• **Task statement**:
Write out the data below in full. Keep it exact.

....

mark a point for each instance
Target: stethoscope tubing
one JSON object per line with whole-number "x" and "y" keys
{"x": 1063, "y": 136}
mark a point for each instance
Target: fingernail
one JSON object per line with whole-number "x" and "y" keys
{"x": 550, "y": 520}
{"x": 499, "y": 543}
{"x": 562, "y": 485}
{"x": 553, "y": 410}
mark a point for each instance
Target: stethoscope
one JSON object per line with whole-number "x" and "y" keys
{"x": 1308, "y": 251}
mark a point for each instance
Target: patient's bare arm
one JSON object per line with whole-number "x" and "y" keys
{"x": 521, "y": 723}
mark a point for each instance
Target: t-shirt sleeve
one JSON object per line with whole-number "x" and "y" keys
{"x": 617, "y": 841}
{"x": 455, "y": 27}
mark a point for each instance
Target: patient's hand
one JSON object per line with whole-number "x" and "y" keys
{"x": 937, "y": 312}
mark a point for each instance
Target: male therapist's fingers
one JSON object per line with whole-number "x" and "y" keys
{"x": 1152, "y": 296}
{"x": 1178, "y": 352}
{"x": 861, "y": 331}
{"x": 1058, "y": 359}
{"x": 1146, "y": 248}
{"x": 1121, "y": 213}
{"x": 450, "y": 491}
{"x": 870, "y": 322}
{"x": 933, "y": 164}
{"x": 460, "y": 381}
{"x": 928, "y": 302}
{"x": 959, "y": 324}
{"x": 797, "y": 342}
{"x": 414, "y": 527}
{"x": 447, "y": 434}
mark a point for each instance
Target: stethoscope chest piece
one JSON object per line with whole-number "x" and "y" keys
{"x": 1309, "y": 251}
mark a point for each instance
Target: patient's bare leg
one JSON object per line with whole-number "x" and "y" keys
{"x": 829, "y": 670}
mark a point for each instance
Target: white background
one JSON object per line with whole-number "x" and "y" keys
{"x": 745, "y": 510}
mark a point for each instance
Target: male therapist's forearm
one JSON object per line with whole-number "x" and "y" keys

....

• **Exercise solution**:
mark a point for each instance
Target: stethoscope tubing
one JSON object per line with whole-number "x" and "y" keys
{"x": 1063, "y": 136}
mark a point for each instance
Target: fingernail
one JSON object per line with whole-number "x" and "y" keys
{"x": 550, "y": 520}
{"x": 499, "y": 543}
{"x": 562, "y": 485}
{"x": 553, "y": 410}
mark a point for each instance
Target: stethoscope
one JSON object per line with whole-number "x" and "y" keys
{"x": 1308, "y": 251}
mark a point for each instance
Target: patient's bare arm
one JSON object per line with whole-number "x" and "y" keys
{"x": 521, "y": 723}
mark a point for each instance
Target: t-shirt sleeve
one JSON object per line with whole-number "x" and "y" keys
{"x": 617, "y": 841}
{"x": 455, "y": 27}
mark a point for each instance
Target: patient's hand
one JSON object per line with whole-number "x" and "y" keys
{"x": 937, "y": 312}
mark a point for each instance
Target: male therapist's fingers
one JSON object per line with whole-number "x" and "y" keys
{"x": 1152, "y": 296}
{"x": 1178, "y": 352}
{"x": 861, "y": 331}
{"x": 1058, "y": 359}
{"x": 1146, "y": 248}
{"x": 1121, "y": 213}
{"x": 450, "y": 491}
{"x": 870, "y": 322}
{"x": 933, "y": 164}
{"x": 460, "y": 381}
{"x": 928, "y": 302}
{"x": 959, "y": 324}
{"x": 797, "y": 342}
{"x": 414, "y": 527}
{"x": 447, "y": 434}
mark a point for each instance
Target: stethoscope chest piece
one JSON object per line with whole-number "x" and "y" keys
{"x": 1309, "y": 251}
mark a point for each instance
Target: patient's bare leg
one JSON object per line with whole-number "x" and "y" keys
{"x": 829, "y": 670}
mark a point for each instance
Target: white background
one JSON object per line with whole-number "x" and "y" keys
{"x": 745, "y": 510}
mark a point for each instance
Target: male therapist's forearm
one JSON object per line with whole-number "x" and "y" keys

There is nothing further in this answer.